Seitentext =
Der Bevorratung mit Arzneimitteln in den Apotheken sind finanzielle und nicht zuletzt auch räumlich Grenzen gesetzt. Werden die Toilettenpapierhamsterkäufe während der Corona-Pandemie jetzt die Arzneimittelhamsterkäufe der Zukunft? Gerade chronisch kranke Patienten sprechen ihre Ärzte immer häufiger darauf an, ob sie ihnen nicht mehr oder größere Packungen ihrer Medikamente verordnen können, um auch bei Lieferengpässen bzw. -ausfällen versorgt zu sein. So verständlich der Wunsch aus Patientensicht ist, begibt sich der ihm nachgebende Arzt selbst in Regressgefahr, ist er doch an das Wirtschaftlichkeitsgebot gebunden.
„Regelungen zur Verwaltung des Mangels vermögen eben den Mangel zu verwalten. Wir müssen das Problem an der Wurzel packen. Das bedeutet: Für pharmazeutische Unternehmen muss es sich wieder lohnen, in Deutschland zu forschen, Arzneimittel zu produzieren und so eine für die Krankenkassen finanzierbare, bedarfsgerechte und dauerhafte Versorgung unserer Patienten sicherzustellen. Das bringt dann auch eine zeitliche, personelle und ökonomische Entlastung der Apotheken, Praxen und Kliniken mit sich“ ist Wolfgang Steiger überzeugt.

Erfasste Daten =
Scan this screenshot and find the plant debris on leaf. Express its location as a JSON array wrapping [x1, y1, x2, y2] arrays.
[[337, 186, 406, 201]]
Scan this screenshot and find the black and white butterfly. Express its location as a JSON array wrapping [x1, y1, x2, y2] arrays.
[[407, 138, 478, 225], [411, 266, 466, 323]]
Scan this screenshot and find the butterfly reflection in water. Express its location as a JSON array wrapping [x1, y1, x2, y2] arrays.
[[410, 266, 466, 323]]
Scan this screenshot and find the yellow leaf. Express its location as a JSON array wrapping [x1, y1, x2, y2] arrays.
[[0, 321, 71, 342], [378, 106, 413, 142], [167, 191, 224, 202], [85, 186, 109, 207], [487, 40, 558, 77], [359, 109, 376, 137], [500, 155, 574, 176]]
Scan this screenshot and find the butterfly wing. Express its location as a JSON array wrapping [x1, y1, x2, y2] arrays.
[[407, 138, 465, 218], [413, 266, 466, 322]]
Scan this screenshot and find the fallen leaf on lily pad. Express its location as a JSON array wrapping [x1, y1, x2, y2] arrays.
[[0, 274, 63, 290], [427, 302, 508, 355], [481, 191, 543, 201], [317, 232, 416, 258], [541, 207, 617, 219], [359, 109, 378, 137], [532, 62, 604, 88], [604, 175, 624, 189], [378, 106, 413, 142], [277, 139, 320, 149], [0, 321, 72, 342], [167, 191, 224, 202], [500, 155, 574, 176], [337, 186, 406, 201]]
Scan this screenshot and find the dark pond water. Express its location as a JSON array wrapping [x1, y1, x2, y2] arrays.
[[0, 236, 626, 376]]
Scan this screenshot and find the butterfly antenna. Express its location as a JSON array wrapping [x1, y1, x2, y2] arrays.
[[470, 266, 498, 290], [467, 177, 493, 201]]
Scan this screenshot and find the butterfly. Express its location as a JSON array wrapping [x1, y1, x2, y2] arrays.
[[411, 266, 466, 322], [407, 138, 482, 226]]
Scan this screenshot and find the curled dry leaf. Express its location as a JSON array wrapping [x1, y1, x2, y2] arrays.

Aufgaben =
**A)** Ändern Sie im Seitentext die Passage von „Der Bevorratung mit“ bis „das Wirtschaftlichkeitsgebot gebunden.“ und schreiben Sie sie neu, wobei „Medikamente“ durch „Arzneimittel“ ersetzt wird.
**B)** Prüfen Sie anhand des Seitentexts, ob die folgenden Aussagen zutreffen. Antworten Sie jeweils mit Ja oder Nein und zitieren Sie die entscheidenden Worte. (i) Apotheken können Arzneimittel ohne Einschränkungen bevorraten. (ii) Ein Arzt, der dem Wunsch nach größeren Packungen nachgibt, setzt sich einer Regressgefahr aus. (iii) Wolfgang Steiger sieht in Regelungen zur Verwaltung des Mangels die Lösung des Problems.

Lösungen =
**A)**
Der Bevorratung mit Arzneimitteln in den Apotheken sind finanzielle und nicht zuletzt auch räumlich Grenzen gesetzt. Werden die Toilettenpapierhamsterkäufe während der Corona-Pandemie jetzt die Arzneimittelhamsterkäufe der Zukunft? Gerade chronisch kranke Patienten sprechen ihre Ärzte immer häufiger darauf an, ob sie ihnen nicht mehr oder größere Packungen ihrer Arzneimittel verordnen können, um auch bei Lieferengpässen bzw. -ausfällen versorgt zu sein. So verständlich der Wunsch aus Patientensicht ist, begibt sich der ihm nachgebende Arzt selbst in Regressgefahr, ist er doch an das Wirtschaftlichkeitsgebot gebunden.

**B)**
(i) Nein: „Der Bevorratung mit Arzneimitteln in den Apotheken sind finanzielle und nicht zuletzt auch räumlich Grenzen gesetzt.“
(ii) Ja: „begibt sich der ihm nachgebende Arzt selbst in Regressgefahr“
(iii) Nein: „Regelungen zur Verwaltung des Mangels vermögen eben den Mangel zu verwalten. Wir müssen das Problem an der Wurzel packen.“